Task brief ->
Beginning at the line containing "Mark every instance of the pale", give again every line through the end of the data, unchanged and with both ends included. Drop any pictures.

++++ Exercise input

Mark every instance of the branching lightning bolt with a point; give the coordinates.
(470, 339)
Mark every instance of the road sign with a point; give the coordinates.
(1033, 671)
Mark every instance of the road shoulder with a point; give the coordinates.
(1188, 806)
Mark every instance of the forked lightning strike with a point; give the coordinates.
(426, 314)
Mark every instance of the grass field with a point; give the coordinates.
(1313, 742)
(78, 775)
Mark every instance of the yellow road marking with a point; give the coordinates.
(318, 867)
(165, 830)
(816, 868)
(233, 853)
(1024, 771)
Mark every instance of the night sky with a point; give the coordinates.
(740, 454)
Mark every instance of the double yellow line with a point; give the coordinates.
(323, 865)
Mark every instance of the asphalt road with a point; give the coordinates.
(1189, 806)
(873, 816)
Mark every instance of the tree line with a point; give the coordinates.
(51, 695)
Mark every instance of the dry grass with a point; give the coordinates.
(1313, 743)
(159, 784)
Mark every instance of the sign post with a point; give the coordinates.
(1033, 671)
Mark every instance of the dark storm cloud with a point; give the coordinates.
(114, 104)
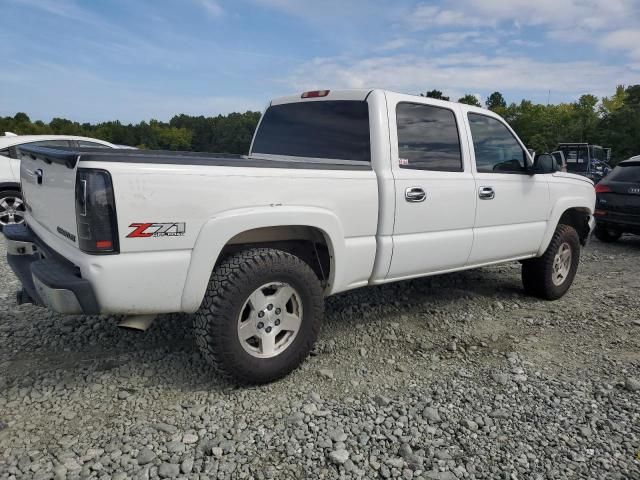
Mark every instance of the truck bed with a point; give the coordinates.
(71, 156)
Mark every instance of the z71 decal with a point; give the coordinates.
(146, 230)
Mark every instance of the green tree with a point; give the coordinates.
(495, 102)
(613, 103)
(470, 100)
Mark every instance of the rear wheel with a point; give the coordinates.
(607, 235)
(260, 316)
(550, 276)
(12, 208)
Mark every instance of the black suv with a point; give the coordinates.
(618, 202)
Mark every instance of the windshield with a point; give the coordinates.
(576, 157)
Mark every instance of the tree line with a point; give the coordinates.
(610, 121)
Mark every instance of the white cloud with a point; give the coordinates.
(460, 73)
(86, 97)
(588, 14)
(212, 7)
(625, 40)
(395, 44)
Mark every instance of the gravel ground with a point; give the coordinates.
(460, 376)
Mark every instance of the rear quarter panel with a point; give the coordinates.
(567, 191)
(216, 203)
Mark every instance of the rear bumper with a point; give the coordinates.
(623, 222)
(47, 278)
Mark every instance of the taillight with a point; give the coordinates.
(96, 212)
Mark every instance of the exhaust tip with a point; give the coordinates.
(138, 323)
(22, 297)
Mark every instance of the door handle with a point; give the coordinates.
(414, 194)
(486, 193)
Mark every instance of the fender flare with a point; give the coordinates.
(9, 186)
(561, 206)
(219, 230)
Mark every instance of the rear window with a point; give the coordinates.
(576, 157)
(336, 130)
(625, 173)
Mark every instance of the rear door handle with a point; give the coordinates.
(414, 194)
(486, 193)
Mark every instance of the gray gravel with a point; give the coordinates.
(452, 377)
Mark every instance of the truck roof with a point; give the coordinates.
(11, 140)
(360, 94)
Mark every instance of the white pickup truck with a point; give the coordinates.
(340, 190)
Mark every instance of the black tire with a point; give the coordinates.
(538, 273)
(231, 284)
(606, 235)
(4, 194)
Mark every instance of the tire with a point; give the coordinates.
(543, 277)
(246, 291)
(11, 208)
(606, 235)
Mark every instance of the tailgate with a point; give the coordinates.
(48, 177)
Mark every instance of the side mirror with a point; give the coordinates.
(545, 163)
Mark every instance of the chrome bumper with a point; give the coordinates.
(47, 279)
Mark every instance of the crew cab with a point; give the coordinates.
(11, 205)
(340, 190)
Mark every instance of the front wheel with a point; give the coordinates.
(606, 235)
(550, 276)
(11, 208)
(260, 316)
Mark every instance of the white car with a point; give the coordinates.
(11, 205)
(340, 190)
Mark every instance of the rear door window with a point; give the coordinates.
(335, 130)
(428, 138)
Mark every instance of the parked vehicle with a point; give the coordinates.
(585, 159)
(11, 205)
(340, 190)
(618, 202)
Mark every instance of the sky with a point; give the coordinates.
(128, 60)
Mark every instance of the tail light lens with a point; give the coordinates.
(96, 212)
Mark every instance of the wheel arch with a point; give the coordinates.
(286, 228)
(572, 211)
(4, 186)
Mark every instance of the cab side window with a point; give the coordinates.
(496, 149)
(428, 138)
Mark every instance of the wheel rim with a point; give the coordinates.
(270, 319)
(561, 264)
(11, 210)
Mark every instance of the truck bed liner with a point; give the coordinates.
(70, 157)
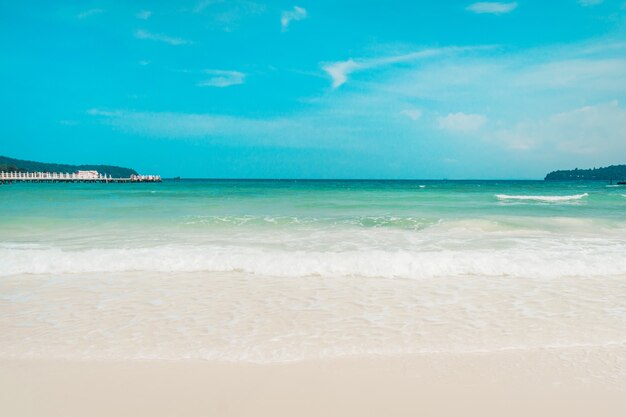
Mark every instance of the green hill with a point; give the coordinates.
(614, 172)
(11, 164)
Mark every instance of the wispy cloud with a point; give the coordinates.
(144, 34)
(144, 14)
(339, 71)
(587, 3)
(221, 78)
(295, 131)
(89, 13)
(413, 114)
(590, 130)
(203, 4)
(492, 7)
(461, 122)
(297, 13)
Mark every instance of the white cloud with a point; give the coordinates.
(340, 70)
(413, 114)
(298, 13)
(144, 15)
(461, 122)
(295, 131)
(492, 7)
(588, 130)
(587, 3)
(89, 13)
(221, 78)
(144, 34)
(203, 4)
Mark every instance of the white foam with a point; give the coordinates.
(545, 198)
(522, 259)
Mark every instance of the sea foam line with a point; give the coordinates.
(547, 198)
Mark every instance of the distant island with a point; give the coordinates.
(611, 173)
(17, 165)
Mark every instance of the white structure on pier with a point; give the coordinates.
(79, 176)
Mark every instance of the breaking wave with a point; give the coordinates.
(544, 198)
(538, 261)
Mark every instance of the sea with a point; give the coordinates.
(285, 270)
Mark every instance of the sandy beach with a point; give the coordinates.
(321, 302)
(573, 382)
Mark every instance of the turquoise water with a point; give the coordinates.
(374, 228)
(268, 271)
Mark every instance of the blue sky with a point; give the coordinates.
(316, 89)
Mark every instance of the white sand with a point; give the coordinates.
(573, 382)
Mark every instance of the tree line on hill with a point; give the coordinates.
(17, 165)
(611, 173)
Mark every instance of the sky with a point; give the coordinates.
(316, 89)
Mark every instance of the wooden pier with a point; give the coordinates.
(66, 177)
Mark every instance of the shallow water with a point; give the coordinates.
(286, 270)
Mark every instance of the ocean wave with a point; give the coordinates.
(549, 262)
(544, 198)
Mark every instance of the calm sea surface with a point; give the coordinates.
(284, 270)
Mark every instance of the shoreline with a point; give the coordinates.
(571, 382)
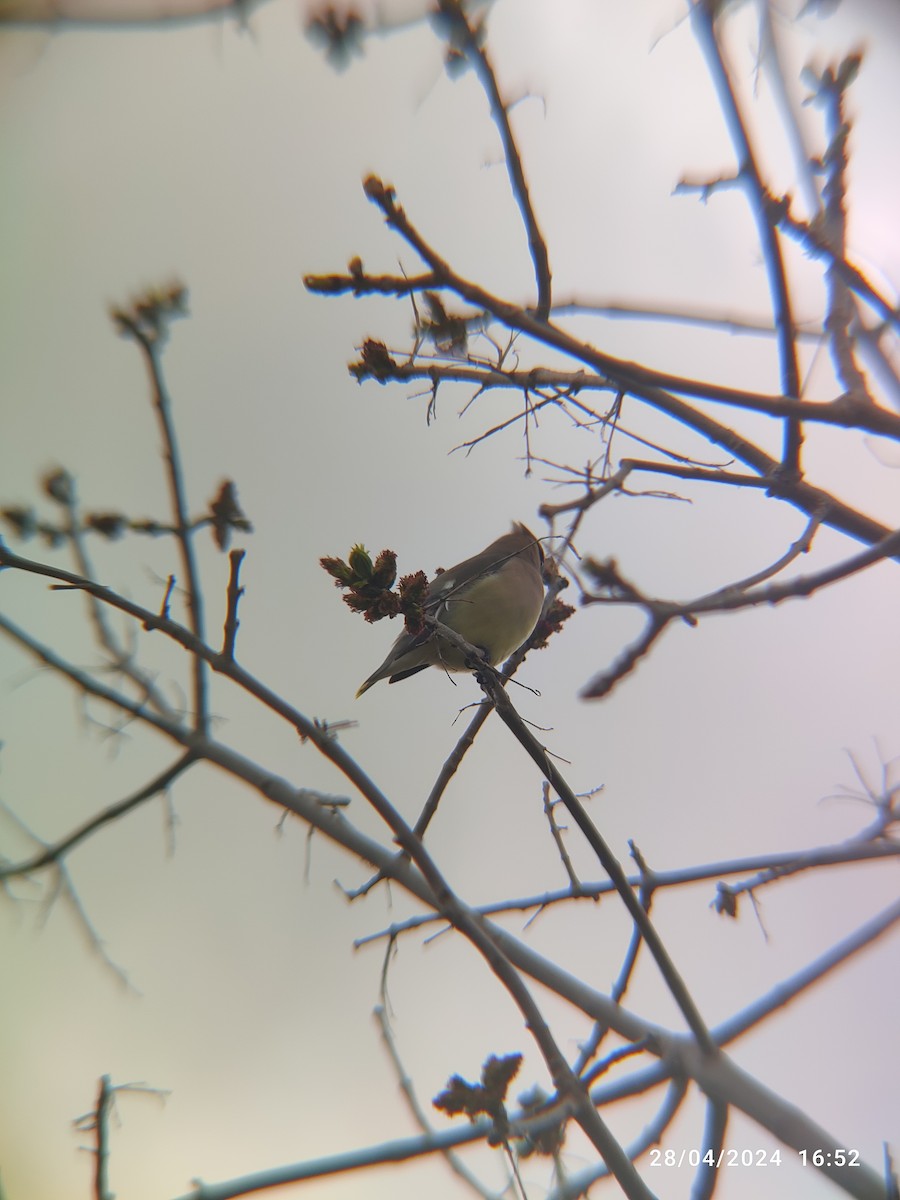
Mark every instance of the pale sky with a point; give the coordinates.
(233, 161)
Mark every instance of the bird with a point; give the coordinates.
(492, 599)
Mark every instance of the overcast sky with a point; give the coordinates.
(233, 161)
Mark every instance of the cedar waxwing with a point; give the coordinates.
(493, 600)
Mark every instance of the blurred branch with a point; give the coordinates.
(703, 16)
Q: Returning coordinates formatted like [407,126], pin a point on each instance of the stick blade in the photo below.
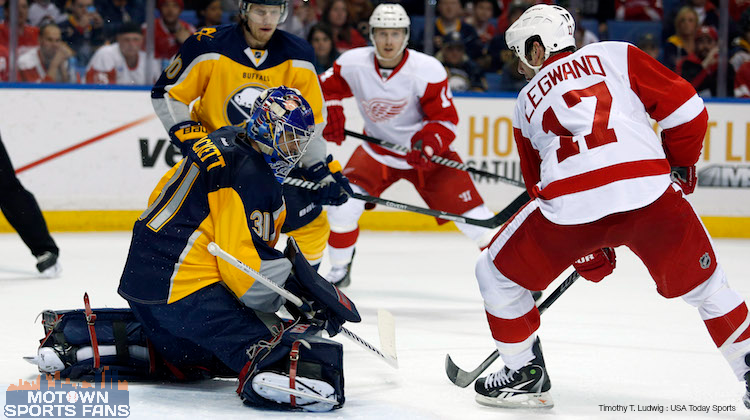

++++++++

Expected answer ->
Mark every instance of the pale sky with a point; give the coordinates.
(233, 161)
Mark every instance of the bird with a point; give the coordinates.
(492, 599)
Mark every instance of the overcast sky with a point; give the coordinates.
(233, 161)
Mark every instance of the cedar waxwing with a point; give the coordinates.
(493, 600)
Mark every instance of the blurred branch with a point; give the coordinates.
(703, 16)
Q: Returning coordinates formatted like [407,126], pin a point on each instance of the stick blade in the photo below.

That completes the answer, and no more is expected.